Exercise goal
Only the lines from the one containing "Target: red-haired bride" to the end of the data are wanted; print them exactly as they appear.
===============
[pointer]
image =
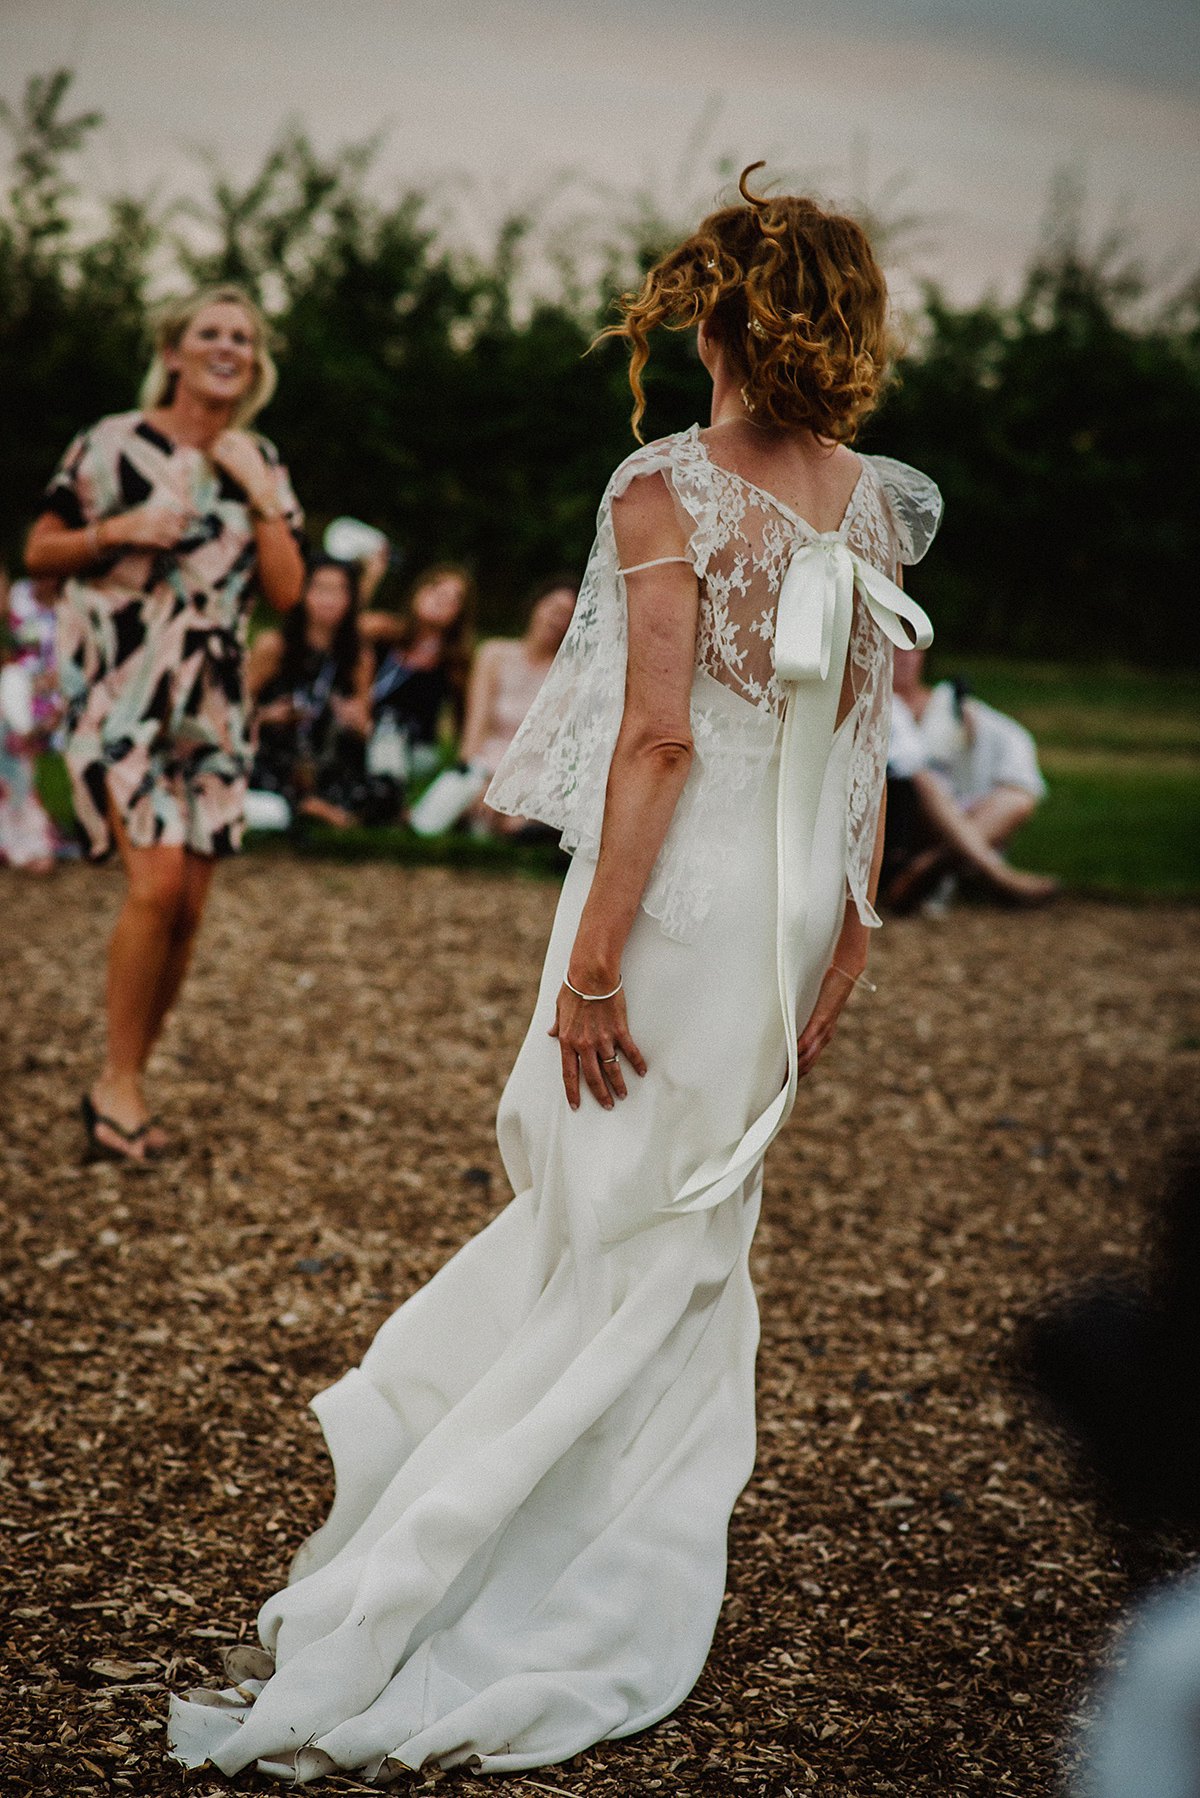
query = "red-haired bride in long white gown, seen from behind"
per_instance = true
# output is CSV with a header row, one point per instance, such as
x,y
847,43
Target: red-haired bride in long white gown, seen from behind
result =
===============
Solution for this exercise
Target: red-haired bride in long white gown, seen from behind
result =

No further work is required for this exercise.